(Énoncé a):
Comptez les lignes des entrées ci-dessous où figure le mot « balloon » et donnez uniquement ce nombre.

::: Texte extrait :::

Cette chère CAN qui emmerderait...

Et si le Racing Club de Lens avait définitivement tourné le dos à son histoire ? Après avoir cédé aux vertiges de l’or noir, il a fini pas se couper également de ses racines en n’envoyant aucune de ses gueules noires disputait la Coupe d’Afrique des Nations. Au regard de son histoire, cela s’apparente à une anomalie en forme de trahison. Gervais Martel, le président des Sang et Or, se rappelle : « Il y a quelques années de cela, on avait joué un match à Marseille alors que huit de nos joueurs étaient partis à la CAN. En 2002, on perd peut-être le titre au profit de Lyon en raison de l’absence d’El-Hadji Diouf. Il était revenu à Lens avec deux semaines de retard. » Par la volonté présidentielle, le contingent s’est donc depuis réduit. Drastiquement.

Son entraîneur, le seul technicien de couleur sur un banc de Ligue 1, a fait sienne la parole de sa hiérarchie. Ce qui ne fut pas vraiment du goût de Yohan Touzghar. L’attaquant lensois qui avait été appelé par la fédération tunisienne n’a eu d’autre choix que de décliner la sélection : « Il m'a dit clairement qu'il avait fait exprès de me boycotter pour que je n'aille pas à la CAN. Pour moi, c'est une grosse trahison. On te dit que si tu y vas, tu es menacé pour la suite, je ne comprends pas. » Réponse du Kanak : « Je suis serein. J'ai le défaut d'être honnête. Lui sort une phrase du contexte. Là, il n'a qu'une envie : partir. Il va donc trouver tous les problèmes de la terre. »

::: Extrait de données :::

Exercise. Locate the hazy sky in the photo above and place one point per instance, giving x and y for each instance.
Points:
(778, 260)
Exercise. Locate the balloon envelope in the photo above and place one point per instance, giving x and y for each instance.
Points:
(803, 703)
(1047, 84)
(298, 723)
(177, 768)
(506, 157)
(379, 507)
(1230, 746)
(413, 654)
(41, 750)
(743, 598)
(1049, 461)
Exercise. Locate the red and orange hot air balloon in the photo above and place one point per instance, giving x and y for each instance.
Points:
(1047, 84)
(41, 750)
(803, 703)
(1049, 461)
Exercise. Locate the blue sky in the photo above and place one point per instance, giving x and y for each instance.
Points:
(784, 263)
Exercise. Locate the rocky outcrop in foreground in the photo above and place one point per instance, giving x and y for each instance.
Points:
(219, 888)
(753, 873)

:::
::: Extrait de données :::

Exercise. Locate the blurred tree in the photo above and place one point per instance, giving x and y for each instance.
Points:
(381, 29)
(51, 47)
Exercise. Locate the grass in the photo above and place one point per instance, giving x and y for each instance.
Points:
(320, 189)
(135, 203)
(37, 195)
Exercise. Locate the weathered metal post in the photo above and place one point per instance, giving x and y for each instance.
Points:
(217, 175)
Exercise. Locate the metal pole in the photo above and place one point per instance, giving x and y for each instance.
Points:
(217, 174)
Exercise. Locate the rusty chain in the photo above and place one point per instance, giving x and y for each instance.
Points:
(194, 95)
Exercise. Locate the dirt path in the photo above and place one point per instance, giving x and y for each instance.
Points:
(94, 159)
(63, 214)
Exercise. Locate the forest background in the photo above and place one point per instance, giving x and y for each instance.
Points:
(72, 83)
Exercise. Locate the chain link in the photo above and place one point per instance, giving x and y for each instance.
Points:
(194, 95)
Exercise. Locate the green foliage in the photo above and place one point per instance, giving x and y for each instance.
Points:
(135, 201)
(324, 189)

:::
::: Extrait de données :::

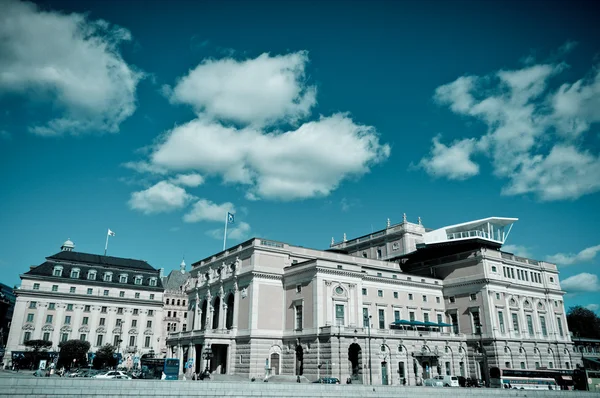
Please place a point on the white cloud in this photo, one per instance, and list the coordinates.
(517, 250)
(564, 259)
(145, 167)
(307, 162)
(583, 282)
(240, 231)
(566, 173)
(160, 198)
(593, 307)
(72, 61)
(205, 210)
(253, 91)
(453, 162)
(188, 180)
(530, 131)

:::

(Énoncé b):
Selon le texte extrait, avec combien de semaines de retard El-Hadji Diouf était-il revenu à Lens en 2002 ?

(Corrigé a):
2

(Corrigé b):
Deux semaines.